• **About this exercise**: What is the number of lines in the data that contain "requested"? Respond with nothing else.

• **Listed records**:
-*-*-

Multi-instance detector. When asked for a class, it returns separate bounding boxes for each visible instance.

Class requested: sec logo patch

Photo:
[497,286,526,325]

-*-*-

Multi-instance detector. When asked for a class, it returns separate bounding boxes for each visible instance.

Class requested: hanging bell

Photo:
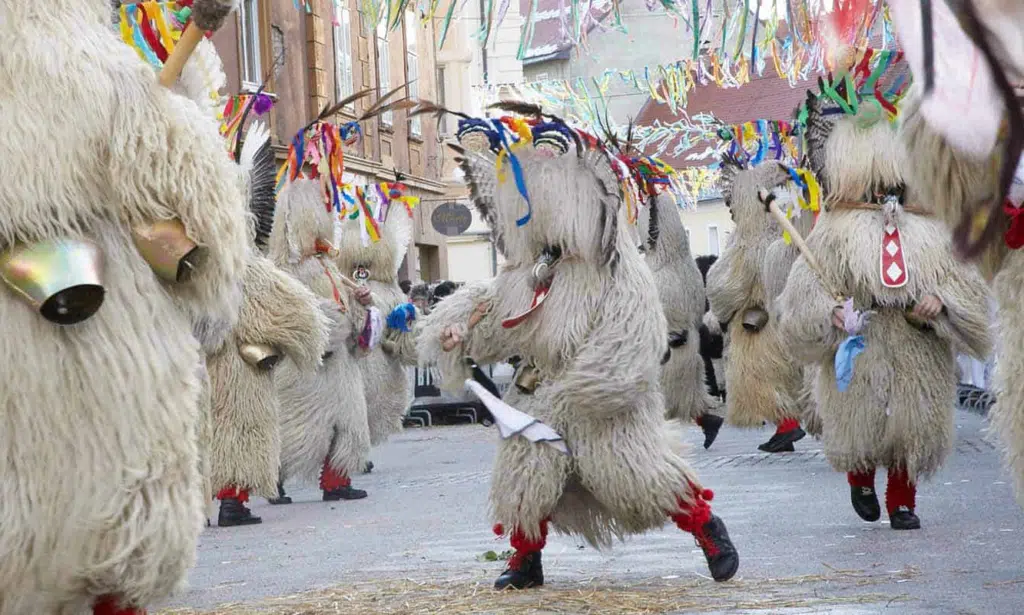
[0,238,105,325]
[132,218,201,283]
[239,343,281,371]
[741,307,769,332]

-*-*-

• **Reply to the exercise**: 2